Mniej samochodów, szybsza jazda i bardziej niebezpieczna

Wraz ze zmniejszeniem liczby aut na drogach, wyłączeniem świateł oraz redukcją korków pojawił się kolejny problem, czyli zwiększona prędkość kierowców. Wydawałoby się też logiczne, że skoro jest mniej pojazdów, to jest mniej wypadków i tak jest:

Od połowy marca przy wprowadzeniu ograniczenia w sposobie poruszaniu się, tragedii na drogach było o połowę mniej w porównaniu do tego samego miesiąca rok temu – ich liczba spadła z 1,2 tys. do 572 – wynika z danych Komendy Głównej Policji.

A jak te ograniczenia w sposobie przemieszczania się oraz zależności na drogach wpłynęły na ruch rowerowy?

Zamknięcie bulwarów oraz parków i lasów, przez które przebiega bezpieczna infrastruktura rowerowa odseparowana od ruchu kołowego, przyczyniło się do tego, że rowerzyści, chcąc dojeżdżać do pracy, dbając o swoje bezpieczeństwo i zdrowie, są zmuszeni do modyfikacji trasy.

W wielu miastach wiele lat temu powstawała pierwsza infrastruktura rowerowa. Zazwyczaj jej funkcją była obsługa rowerzystów rekreacyjnych (tak przynajmniej w latach 90. w wielu miastach rozumiano rolę rowerów). Po pewnym czasie okazało się, że wraz z rozwojem infrastruktury pojawili się rowerzyści, którzy dojeżdżają do pracy, szkoły czy na zakupy. Wraz z pojawieniem się rowerzystów, którzy traktują rower jako normalny środek transportu, zaczęto rozumieć, że infrastruktura nie tylko odpowiada weekendowym rowerzystom, którzy chcą popracować nad kondycją czy też po prostu przewietrzyć głowę. Ona staje się alternatywą w stosunku do transportu zbiorowego czy też samochodów osobowych jako pełnoprawny środek transportu.

Tak powstawała infrastruktura nad bulwarami, w parkach czy w lasach, w wielu miastach stała się kręgosłupem szkieletu infrastruktury rowerowej, z której korzystają przede wszystkim w dni powszednie rowerzyści traktujący rower jako środek transportu. Natomiast w szczególności w popołudniowych porach oraz w weekendy pojawiają się rowerzyści rekreacyjni.

Ograniczenia w sposobie poruszania znacząco wpływają także na modyfikację trasy, która może stać się dłuższa, ale też bardziej niebezpieczna.

Jazda wśród samochodów nie należy do bezpiecznej, natomiast teraz, kiedy wyłączono światła oraz realnie prędkość kierowców znacząco się podniosła, wpływa to na ryzyko wypadków.

Co mogę zrobić, żeby poczuć się bezpieczniej?

Zaplanuj trasę. Pisałem już o tym w innym artykule.

-- Dostarczony materiał --
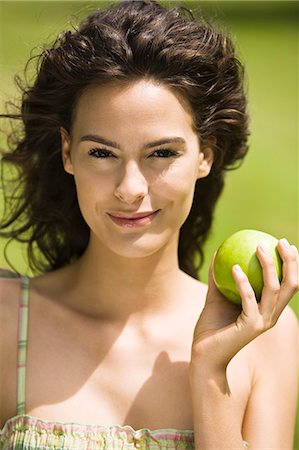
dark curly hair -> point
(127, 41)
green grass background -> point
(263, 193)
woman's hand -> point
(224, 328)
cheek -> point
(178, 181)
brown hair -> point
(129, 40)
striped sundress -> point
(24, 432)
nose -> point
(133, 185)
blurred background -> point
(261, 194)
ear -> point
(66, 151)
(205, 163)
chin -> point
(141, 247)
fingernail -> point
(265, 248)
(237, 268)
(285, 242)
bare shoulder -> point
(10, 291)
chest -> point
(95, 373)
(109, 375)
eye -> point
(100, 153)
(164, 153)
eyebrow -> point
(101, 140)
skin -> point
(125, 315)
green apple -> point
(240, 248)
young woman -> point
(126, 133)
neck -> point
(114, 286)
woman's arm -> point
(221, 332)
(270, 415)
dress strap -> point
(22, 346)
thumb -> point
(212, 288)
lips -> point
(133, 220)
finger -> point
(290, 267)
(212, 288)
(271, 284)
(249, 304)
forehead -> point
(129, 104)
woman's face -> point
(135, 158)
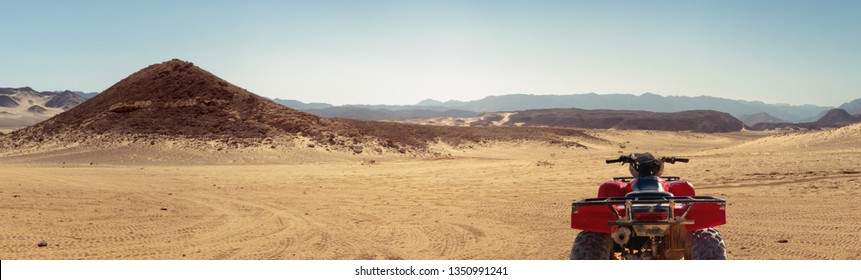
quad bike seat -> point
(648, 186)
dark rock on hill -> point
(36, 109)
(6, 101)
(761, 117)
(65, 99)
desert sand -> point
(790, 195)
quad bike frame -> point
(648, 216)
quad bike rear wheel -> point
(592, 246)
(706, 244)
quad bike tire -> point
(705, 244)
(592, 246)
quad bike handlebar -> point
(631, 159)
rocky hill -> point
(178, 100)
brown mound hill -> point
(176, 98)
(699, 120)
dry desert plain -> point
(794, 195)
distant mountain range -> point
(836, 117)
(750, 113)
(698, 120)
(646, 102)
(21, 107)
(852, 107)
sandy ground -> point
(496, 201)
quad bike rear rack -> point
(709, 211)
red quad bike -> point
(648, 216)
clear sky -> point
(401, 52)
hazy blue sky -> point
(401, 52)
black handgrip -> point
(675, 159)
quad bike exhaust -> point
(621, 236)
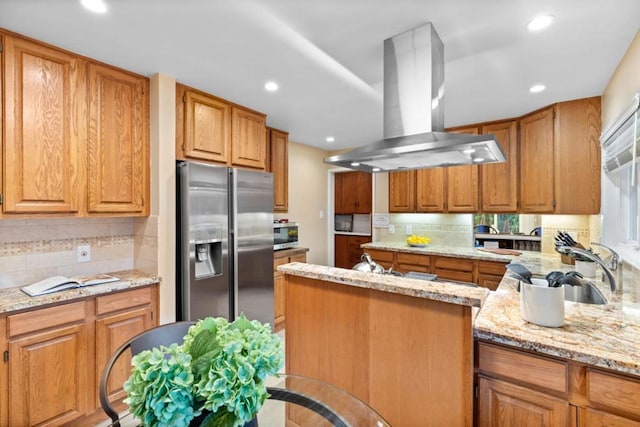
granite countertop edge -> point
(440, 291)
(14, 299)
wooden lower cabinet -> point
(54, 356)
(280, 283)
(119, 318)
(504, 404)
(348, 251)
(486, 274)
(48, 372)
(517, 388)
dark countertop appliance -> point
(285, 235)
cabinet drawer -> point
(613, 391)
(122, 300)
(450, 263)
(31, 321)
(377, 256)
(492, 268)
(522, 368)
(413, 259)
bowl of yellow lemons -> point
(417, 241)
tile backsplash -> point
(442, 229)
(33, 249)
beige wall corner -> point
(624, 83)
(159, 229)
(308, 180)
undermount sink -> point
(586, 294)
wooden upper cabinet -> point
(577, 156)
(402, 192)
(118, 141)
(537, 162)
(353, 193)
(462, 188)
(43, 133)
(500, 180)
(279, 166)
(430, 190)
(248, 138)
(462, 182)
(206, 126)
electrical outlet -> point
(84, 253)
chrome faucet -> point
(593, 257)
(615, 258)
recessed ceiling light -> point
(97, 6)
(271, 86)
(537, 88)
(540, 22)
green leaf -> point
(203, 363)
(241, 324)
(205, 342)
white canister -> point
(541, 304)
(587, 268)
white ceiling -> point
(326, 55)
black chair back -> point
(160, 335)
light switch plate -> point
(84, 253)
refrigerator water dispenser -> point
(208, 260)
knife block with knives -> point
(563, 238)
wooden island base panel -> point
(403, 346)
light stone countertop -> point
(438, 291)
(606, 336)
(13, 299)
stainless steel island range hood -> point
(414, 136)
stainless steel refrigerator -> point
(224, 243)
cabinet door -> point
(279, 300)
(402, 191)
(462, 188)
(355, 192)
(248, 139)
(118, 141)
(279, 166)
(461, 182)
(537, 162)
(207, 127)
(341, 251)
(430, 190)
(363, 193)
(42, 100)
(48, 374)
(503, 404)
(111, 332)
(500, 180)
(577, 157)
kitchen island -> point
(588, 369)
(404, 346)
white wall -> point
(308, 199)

-- Zadanie A --
Ustal, czy każde z poniższych stwierdzeń jest zgodne z tekstem, odpowiadając „tak” lub „nie” i przytaczając dosłownie rozstrzygające słowa tekstu. (i) Od połowy marca liczba wypadków na drogach spadła z 1,2 tys. do 572. (ii) Pierwsza infrastruktura rowerowa zazwyczaj służyła rowerzystom dojeżdżającym do pracy. (iii) Rowerzyści rekreacyjni pojawiają się zwłaszcza po południu i w weekendy.
-- Zadanie B --
Zastąp w tekście „światła” wyrażeniem „sygnalizację świetlną” i przytocz całość od słów „Jazda wśród samochodów” aż po słowa „poczuć się bezpieczniej?”.
Pozycje nie mają tu żadnego znaczenia.

-- Wynik A --
(i) Tak: „ich liczba spadła z 1,2 tys. do 572”.
(ii) Nie: „Zazwyczaj jej funkcją była obsługa rowerzystów rekreacyjnych”.
(iii) Tak: „w szczególności w popołudniowych porach oraz w weekendy pojawiają się rowerzyści rekreacyjni”.

-- Wynik B --
Jazda wśród samochodów nie należy do bezpiecznej, natomiast teraz, kiedy wyłączono sygnalizację świetlną oraz realnie prędkość kierowców znacząco się podniosła, wpływa to na ryzyko wypadków.

Co mogę zrobić, żeby poczuć się bezpieczniej?